→ **Alıştırma 1**
Öpücük hastalığıyla ilgili metne göre enfeksiyöz mononükleoza hangi virüs yol açar?
→ **Alıştırma 2**
Öpücük hastalığıyla ilgili metnin "Öpücük Hastalığı Nedir" ile "kalıcı hale gelir." arasındaki bölümünü, bu ifadeler de dahil olmak üzere aynen yazın.
→ **Alıştırma 3**
Öpücük hastalığıyla ilgili metne göre bu hastalık neden genellikle yalnızca bir kez geçirilir? Bir ile üç cümle arasında açıklayın.

Çocuklarda Öpücük Hastalığına Dikkat: Uzmanlar Uyarıyor, Belirtiler Haftalarca Sürebiliyor
Halk arasında 'öpücük hastalığı' olarak bilinen enfeksiyöz mononükleoz, çocukluk çağında sık görülen ve çoğu zaman fark edilmeden atlatılan bir hastalık olarak biliniyor. Ancak bazı durumlarda yüksek ateş, halsizlik ve boğaz ağrısı gibi şiddetli belirtilerle seyredebilir.
Öpücük Hastalığı Nedir ve Nasıl Bulaşır?
Enfeksiyöz mononükleoz, Epstein-Barr virüsü (EBV) adlı bir virüsün neden olduğu bulaşıcı bir hastalıktır. Bu virüs, bağışıklık sistemindeki B lenfosit hücrelerine yerleşerek uzun süreli bir bağışıklık tepkisine yol açar. Bu nedenle öpücük hastalığı genellikle sadece bir kez geçirilir ve bağışıklık ömür boyu kalıcı hale gelir.

→ **Verilen kayıtlar**
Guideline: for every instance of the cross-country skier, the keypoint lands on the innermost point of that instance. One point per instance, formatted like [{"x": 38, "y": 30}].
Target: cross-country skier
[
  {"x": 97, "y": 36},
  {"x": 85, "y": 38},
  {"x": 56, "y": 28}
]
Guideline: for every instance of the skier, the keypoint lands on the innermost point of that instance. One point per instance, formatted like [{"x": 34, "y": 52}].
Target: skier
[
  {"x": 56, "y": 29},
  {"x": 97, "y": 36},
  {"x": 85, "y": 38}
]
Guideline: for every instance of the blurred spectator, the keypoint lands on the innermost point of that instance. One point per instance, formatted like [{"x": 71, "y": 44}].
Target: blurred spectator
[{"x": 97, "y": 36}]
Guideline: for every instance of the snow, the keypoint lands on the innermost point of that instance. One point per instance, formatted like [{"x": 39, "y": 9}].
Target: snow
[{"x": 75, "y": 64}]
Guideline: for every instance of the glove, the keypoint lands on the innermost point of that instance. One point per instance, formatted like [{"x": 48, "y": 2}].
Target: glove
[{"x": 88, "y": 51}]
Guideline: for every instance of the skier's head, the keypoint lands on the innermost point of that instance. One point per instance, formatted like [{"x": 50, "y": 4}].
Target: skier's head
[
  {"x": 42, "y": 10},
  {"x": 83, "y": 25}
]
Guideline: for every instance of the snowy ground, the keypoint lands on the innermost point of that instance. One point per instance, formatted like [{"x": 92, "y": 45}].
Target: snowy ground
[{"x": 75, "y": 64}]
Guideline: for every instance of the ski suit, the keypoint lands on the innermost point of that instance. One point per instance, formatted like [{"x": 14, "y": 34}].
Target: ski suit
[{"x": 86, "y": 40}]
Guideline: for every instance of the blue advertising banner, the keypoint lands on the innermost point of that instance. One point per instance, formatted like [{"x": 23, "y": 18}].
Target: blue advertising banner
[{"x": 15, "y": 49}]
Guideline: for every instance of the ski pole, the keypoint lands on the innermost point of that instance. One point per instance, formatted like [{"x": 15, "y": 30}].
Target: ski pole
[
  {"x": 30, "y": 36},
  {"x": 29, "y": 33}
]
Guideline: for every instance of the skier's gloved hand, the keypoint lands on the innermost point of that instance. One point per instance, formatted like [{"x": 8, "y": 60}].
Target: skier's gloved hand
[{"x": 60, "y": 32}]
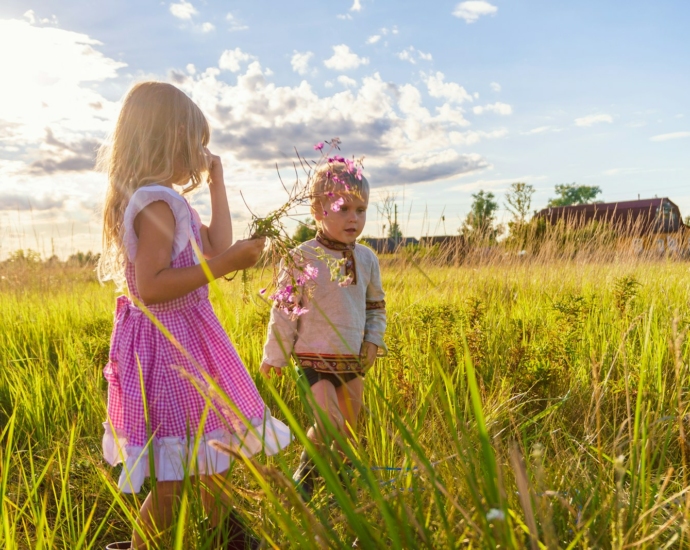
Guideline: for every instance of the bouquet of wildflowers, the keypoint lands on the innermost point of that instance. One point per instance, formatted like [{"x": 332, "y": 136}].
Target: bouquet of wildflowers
[{"x": 296, "y": 275}]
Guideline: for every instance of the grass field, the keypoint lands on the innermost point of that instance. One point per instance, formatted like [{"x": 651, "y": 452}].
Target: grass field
[{"x": 521, "y": 405}]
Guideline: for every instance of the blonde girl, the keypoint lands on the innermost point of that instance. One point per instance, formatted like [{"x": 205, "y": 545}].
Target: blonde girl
[{"x": 164, "y": 389}]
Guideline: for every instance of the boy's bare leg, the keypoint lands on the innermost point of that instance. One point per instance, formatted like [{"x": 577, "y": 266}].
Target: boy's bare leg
[
  {"x": 350, "y": 403},
  {"x": 156, "y": 514},
  {"x": 326, "y": 400}
]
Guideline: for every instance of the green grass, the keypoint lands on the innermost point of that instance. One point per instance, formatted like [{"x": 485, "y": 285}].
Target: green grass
[{"x": 525, "y": 405}]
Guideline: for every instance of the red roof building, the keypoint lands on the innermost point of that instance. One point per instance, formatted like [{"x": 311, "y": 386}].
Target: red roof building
[{"x": 641, "y": 217}]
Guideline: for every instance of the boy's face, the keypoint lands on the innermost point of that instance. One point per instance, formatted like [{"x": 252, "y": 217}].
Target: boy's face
[{"x": 345, "y": 223}]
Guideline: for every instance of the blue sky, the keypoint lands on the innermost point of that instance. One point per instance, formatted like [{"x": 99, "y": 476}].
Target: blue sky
[{"x": 443, "y": 99}]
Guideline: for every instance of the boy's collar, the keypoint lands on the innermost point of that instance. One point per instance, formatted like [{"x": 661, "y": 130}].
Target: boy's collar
[{"x": 330, "y": 243}]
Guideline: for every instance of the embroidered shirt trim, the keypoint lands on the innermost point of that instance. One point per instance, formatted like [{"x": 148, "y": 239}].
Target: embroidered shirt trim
[{"x": 324, "y": 362}]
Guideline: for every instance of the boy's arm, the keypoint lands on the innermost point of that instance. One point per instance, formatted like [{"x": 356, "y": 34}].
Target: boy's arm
[
  {"x": 282, "y": 333},
  {"x": 375, "y": 325}
]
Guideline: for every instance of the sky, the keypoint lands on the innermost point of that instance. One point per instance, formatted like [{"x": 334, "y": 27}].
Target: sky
[{"x": 443, "y": 99}]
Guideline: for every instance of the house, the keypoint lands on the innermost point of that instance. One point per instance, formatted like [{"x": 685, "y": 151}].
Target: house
[{"x": 649, "y": 223}]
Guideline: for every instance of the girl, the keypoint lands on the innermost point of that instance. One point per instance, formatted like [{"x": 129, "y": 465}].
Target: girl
[
  {"x": 172, "y": 372},
  {"x": 336, "y": 328}
]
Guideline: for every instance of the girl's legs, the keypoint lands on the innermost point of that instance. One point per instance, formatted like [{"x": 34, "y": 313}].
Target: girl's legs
[{"x": 156, "y": 513}]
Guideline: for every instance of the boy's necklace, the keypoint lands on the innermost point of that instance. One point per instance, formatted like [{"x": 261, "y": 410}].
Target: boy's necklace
[{"x": 348, "y": 251}]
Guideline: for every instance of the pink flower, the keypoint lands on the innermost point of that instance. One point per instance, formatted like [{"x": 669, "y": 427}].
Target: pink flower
[
  {"x": 347, "y": 281},
  {"x": 311, "y": 271},
  {"x": 335, "y": 206},
  {"x": 297, "y": 311}
]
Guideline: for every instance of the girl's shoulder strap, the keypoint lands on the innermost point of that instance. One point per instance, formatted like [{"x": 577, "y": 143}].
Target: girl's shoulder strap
[{"x": 146, "y": 195}]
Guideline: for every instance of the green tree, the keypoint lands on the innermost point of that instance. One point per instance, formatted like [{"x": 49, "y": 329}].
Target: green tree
[
  {"x": 571, "y": 193},
  {"x": 519, "y": 201},
  {"x": 305, "y": 231},
  {"x": 480, "y": 220}
]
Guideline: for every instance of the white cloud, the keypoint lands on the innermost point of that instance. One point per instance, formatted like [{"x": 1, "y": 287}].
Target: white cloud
[
  {"x": 257, "y": 123},
  {"x": 667, "y": 137},
  {"x": 347, "y": 81},
  {"x": 471, "y": 137},
  {"x": 407, "y": 55},
  {"x": 52, "y": 83},
  {"x": 411, "y": 54},
  {"x": 448, "y": 90},
  {"x": 300, "y": 61},
  {"x": 474, "y": 9},
  {"x": 235, "y": 24},
  {"x": 498, "y": 108},
  {"x": 498, "y": 183},
  {"x": 590, "y": 120},
  {"x": 538, "y": 130},
  {"x": 344, "y": 59},
  {"x": 183, "y": 10},
  {"x": 230, "y": 59}
]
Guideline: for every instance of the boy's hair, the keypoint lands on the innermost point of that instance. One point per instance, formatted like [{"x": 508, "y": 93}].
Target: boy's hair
[
  {"x": 159, "y": 127},
  {"x": 335, "y": 178}
]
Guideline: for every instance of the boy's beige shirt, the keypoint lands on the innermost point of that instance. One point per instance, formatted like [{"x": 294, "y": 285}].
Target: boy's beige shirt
[{"x": 338, "y": 320}]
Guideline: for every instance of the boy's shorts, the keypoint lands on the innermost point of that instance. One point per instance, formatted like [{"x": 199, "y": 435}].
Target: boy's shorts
[{"x": 313, "y": 376}]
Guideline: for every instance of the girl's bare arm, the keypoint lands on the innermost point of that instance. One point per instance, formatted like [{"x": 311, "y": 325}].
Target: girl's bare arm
[
  {"x": 217, "y": 237},
  {"x": 156, "y": 280}
]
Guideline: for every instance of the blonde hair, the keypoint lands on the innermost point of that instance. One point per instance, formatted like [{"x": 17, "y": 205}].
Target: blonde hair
[
  {"x": 335, "y": 178},
  {"x": 159, "y": 130}
]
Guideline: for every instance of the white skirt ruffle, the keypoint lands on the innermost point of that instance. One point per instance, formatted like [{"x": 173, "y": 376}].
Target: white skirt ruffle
[{"x": 174, "y": 456}]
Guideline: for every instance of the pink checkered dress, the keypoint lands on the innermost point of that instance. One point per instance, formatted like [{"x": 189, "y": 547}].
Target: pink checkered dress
[{"x": 148, "y": 374}]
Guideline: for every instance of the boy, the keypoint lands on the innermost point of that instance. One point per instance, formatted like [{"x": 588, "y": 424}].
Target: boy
[{"x": 339, "y": 327}]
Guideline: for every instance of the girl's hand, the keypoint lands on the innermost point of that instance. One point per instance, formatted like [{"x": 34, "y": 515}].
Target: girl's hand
[
  {"x": 245, "y": 253},
  {"x": 215, "y": 167},
  {"x": 266, "y": 369},
  {"x": 367, "y": 354}
]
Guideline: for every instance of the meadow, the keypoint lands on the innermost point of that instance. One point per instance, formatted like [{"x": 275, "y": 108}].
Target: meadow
[{"x": 522, "y": 404}]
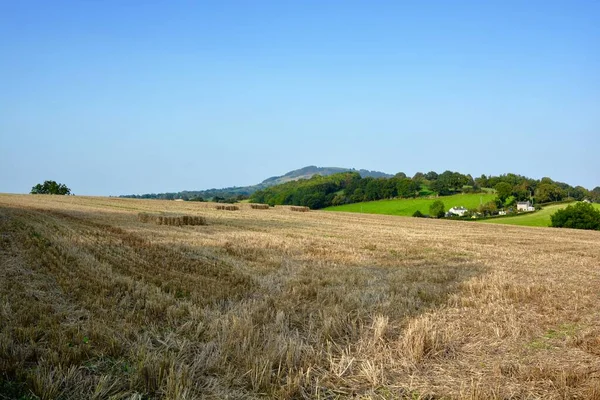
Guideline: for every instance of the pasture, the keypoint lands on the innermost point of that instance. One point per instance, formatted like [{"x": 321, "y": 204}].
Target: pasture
[
  {"x": 538, "y": 218},
  {"x": 95, "y": 303},
  {"x": 407, "y": 207}
]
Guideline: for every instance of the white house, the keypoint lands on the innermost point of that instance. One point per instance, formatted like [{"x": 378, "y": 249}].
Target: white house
[
  {"x": 460, "y": 211},
  {"x": 525, "y": 206}
]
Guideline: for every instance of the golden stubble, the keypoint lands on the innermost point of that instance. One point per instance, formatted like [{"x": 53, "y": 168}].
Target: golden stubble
[{"x": 267, "y": 302}]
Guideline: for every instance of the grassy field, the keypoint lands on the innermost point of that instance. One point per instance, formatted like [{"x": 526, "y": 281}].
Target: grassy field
[
  {"x": 98, "y": 304},
  {"x": 538, "y": 218},
  {"x": 407, "y": 207}
]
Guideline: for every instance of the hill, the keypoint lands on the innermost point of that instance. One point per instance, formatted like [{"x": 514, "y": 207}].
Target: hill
[
  {"x": 538, "y": 218},
  {"x": 274, "y": 304},
  {"x": 234, "y": 191},
  {"x": 406, "y": 207}
]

→ **Görevin çözümü 1**
Epstein-Barr virüsü (EBV).

→ **Görevin çözümü 2**
Öpücük Hastalığı Nedir ve Nasıl Bulaşır?
Enfeksiyöz mononükleoz, Epstein-Barr virüsü (EBV) adlı bir virüsün neden olduğu bulaşıcı bir hastalıktır. Bu virüs, bağışıklık sistemindeki B lenfosit hücrelerine yerleşerek uzun süreli bir bağışıklık tepkisine yol açar. Bu nedenle öpücük hastalığı genellikle sadece bir kez geçirilir ve bağışıklık ömür boyu kalıcı hale gelir.

→ **Görevin çözümü 3**
Epstein-Barr virüsü, bağışıklık sistemindeki B lenfosit hücrelerine yerleşir ve uzun süreli bir bağışıklık tepkisine yol açar. Bu nedenle bağışıklık ömür boyu kalıcı hale gelir ve hastalık genellikle bir kez geçirilir.